In the next cell block, you will complete the `__init__` and `forward` function by doing completing the steps that follow.

1. **Initialize the model inputs**

(a.) the `forward` function takes two input `word_embeddings` and `mention_pairs`.

**Hints:**
*  The dimension for `word_embeddings` is `(batch_size, num_sents, num_words, embedding_size)` where batch_size is the number of inputs at each time step. Our **batch size is 1 document**.
*  The dimension for `mention_pairs` is  `(batch_size,  num_mention_pairs, 4)`.

    A line of code has been written for you to squeeze the word_embeddings after they have been created to remove the document dimension as the LSTMs only take 3 dimensional inputs

    `word_embeddings = word_embeddings.view(-1, word_embeddings.size(2), word_embeddings.size(3))`

    <br>

(b.) Apply `EMBEDDING_DROPOUT_RATE` dropout to this no-batch word embeddings

<br>

2. **Encode the document using Bidirectional LSTMs**


For this task we will be working in both `__init__` and `forward` methods. With the layers defined in `__init__` and used in `forward` methods. The task is to create a bidirectional LSTM to encode the sentences from both directions, which provides context information to the coreference system.

□ □ □

▶ [CHALLENGES]
1/ Swap "word_embeddings" for "token_embeddings" in the coreference model instructions, and give back everything from "In the next" down to "is 1 document**.".
2/ Extend the coreference model instructions by writing what comes after their last sentence.
The material that comes next has no connection to the coreference model instructions.

□ □ □

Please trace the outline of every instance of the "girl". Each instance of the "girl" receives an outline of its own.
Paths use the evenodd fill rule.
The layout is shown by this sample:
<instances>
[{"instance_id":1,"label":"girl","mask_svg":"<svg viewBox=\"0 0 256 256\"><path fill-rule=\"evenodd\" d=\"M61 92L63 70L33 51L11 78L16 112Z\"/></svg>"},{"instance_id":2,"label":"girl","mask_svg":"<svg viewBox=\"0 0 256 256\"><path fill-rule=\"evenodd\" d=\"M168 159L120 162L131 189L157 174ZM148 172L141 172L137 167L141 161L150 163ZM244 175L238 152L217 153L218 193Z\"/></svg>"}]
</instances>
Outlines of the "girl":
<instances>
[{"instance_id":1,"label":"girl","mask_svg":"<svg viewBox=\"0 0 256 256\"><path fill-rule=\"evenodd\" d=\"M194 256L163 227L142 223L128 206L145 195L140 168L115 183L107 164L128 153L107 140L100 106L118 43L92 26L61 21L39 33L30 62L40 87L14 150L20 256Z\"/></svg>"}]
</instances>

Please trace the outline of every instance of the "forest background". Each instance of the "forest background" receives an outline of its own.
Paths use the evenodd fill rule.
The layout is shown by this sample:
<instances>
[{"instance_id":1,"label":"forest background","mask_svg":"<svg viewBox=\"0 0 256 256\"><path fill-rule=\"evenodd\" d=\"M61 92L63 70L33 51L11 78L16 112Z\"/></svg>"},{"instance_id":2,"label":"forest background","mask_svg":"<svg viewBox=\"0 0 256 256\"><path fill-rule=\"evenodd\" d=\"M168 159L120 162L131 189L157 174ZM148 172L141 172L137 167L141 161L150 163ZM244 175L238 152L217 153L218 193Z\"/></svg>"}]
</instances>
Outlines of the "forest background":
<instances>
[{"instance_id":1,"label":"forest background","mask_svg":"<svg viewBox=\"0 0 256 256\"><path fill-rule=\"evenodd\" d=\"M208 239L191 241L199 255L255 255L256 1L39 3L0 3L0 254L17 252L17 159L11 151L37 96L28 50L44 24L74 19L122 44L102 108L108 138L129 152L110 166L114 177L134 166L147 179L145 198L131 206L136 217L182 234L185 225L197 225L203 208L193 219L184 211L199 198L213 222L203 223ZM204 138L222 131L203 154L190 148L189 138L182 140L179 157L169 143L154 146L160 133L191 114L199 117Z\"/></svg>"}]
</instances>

□ □ □

▶ [EXERCISE ANSWERS]
1/
In the next cell block, you will complete the `__init__` and `forward` function by doing completing the steps that follow.

1. **Initialize the model inputs**

(a.) the `forward` function takes two input `token_embeddings` and `mention_pairs`.

**Hints:**
*  The dimension for `token_embeddings` is `(batch_size, num_sents, num_words, embedding_size)` where batch_size is the number of inputs at each time step. Our **batch size is 1 document**.

2/
**Hints:**
* You'll need:
The dropout rate  of the hidden layers: `HIDDEN_DROPOUT_RATE`
The size of the lstm hidden layers: `HIDDEN_SIZE`

* You need to create a two layer bidirectional LSTM (BiLSTMs) by stacking two LSTM() layers. The BiLSTMs need to return the output for all the tokens in the sentences, not just the final one. The output of the BiLSTMs should be called word_output. Here is the doc of how to create a BiLSTMs using pytorch: https://pytorch.org/docs/stable/generated/torch.nn.LSTM.html#torch.nn.LSTM.

* Inorder to return the output for all the tokens in the sentences, i.e. a `(num_sents, num_words, HIDDEN_SIZE)` tensor, you will need to set the `batch_first` attribute to True. then the input and output tensors are provided as (batch, seq, feature) instead of (seq, batch, feature)

<br>

We then flatten the output of the lstms to get a `(num_sents*num_words, HIDDEN_SIZE)` tensor using the view() function. This will help us gather the right indices for the mention pairs. We also apply further dropout.

`flatten_word_output = word_output.contiguous().view(-1, 2 * HIDDEN_SIZE)`

`flatten_word_output = self.flatten_dropout(flatten_word_output)`


<br>

Then, we get the mention pair representations by first flatten the mention pair indices using view() function, as the index_select() fuction used to gather the embeddings only take one dementional input. We can get the mention pair embeddings into their desired demention by using the view() function again.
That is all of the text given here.